[Extracted records]
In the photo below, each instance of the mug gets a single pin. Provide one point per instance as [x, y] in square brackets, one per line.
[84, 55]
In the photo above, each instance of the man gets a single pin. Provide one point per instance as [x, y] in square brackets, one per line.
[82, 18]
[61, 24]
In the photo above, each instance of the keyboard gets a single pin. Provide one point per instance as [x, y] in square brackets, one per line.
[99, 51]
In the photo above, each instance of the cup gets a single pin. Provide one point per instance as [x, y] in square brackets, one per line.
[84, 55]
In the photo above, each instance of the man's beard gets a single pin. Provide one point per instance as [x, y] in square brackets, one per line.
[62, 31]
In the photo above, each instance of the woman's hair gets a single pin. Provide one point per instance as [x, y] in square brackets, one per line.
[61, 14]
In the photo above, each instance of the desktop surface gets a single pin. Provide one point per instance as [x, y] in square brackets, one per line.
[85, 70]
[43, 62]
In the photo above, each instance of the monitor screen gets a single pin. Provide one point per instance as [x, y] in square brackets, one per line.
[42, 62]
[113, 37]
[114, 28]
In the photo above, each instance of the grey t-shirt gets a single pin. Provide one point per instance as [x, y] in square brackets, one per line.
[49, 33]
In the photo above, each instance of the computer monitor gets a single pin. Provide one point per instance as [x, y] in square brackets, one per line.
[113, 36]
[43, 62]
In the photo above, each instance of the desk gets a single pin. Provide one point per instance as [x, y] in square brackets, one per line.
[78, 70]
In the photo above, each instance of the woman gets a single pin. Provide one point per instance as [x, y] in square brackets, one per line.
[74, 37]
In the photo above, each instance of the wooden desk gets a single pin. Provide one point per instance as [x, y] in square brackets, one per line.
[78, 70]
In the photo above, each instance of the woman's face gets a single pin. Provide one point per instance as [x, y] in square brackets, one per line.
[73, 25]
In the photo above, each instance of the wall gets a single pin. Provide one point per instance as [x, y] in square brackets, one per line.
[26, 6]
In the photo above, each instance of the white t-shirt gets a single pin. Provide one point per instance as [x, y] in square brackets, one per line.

[Problem statement]
Can you put every line of the records above into a numbered list, leaving out any blank lines?

[Exercise result]
1. In the photo below, each instance of the mug gets a single pin. Provide one point per instance as [x, y] in square brackets, one per line.
2. [84, 55]
3. In the photo above, each instance of the man gets a single pin. Provide one point per instance as [x, y] in square brackets, one per line.
4. [82, 18]
5. [61, 24]
6. In the photo above, each instance of the keyboard gets a single pin. Provide one point per instance as [x, y] in square brackets, one per line.
7. [99, 51]
8. In the photo above, each instance of the cup gets a single pin. Provide one point per instance as [x, y] in square brackets, one per line.
9. [84, 55]
10. In the photo above, each instance of the man's beard gets a single pin. Provide one point per instance as [x, y] in square brackets, one per line.
11. [62, 31]
12. In the photo above, each instance of the woman's hair gets a single pin. Provide one point per instance as [x, y] in square brackets, one per line.
13. [61, 14]
14. In the photo above, each instance of the desktop surface gets a single pin. Provide one point per instance as [x, y] in square brackets, one per line.
15. [85, 70]
16. [43, 62]
17. In the photo above, each instance of the monitor screen gets a single pin. Provide one point per instance as [x, y] in square brackets, one per line.
18. [42, 62]
19. [113, 37]
20. [114, 28]
21. In the photo above, each instance of the grey t-shirt gets a single pin. Provide one point per instance as [x, y] in square brackets, one per line.
22. [49, 33]
23. In the photo above, each instance of the computer monitor gets a single pin. Provide one point per instance as [x, y] in square brackets, one per line.
24. [113, 36]
25. [43, 62]
26. In the photo above, each instance of the desk gets a single pin. Provide one point per instance as [x, y] in square brackets, one per line.
27. [78, 70]
28. In the photo above, each instance of the woman gets a single pin. Provide one point per instance as [x, y] in square brackets, one per line.
29. [74, 37]
30. In the photo above, each instance of the wooden desk gets a single pin. Provide one point per instance as [x, y] in square brackets, one per line.
31. [78, 70]
32. In the photo above, each instance of the woman's face gets a single pin. Provide one point per instance as [x, y] in square brackets, one per line.
33. [73, 25]
34. In the photo above, each instance of the wall gets a single pin. Provide one point per instance as [x, y] in square brackets, one per line.
35. [26, 6]
36. In the photo above, each instance of the white t-shirt gets a single pin. Provide one point per instance as [x, y] in square brackets, one per line.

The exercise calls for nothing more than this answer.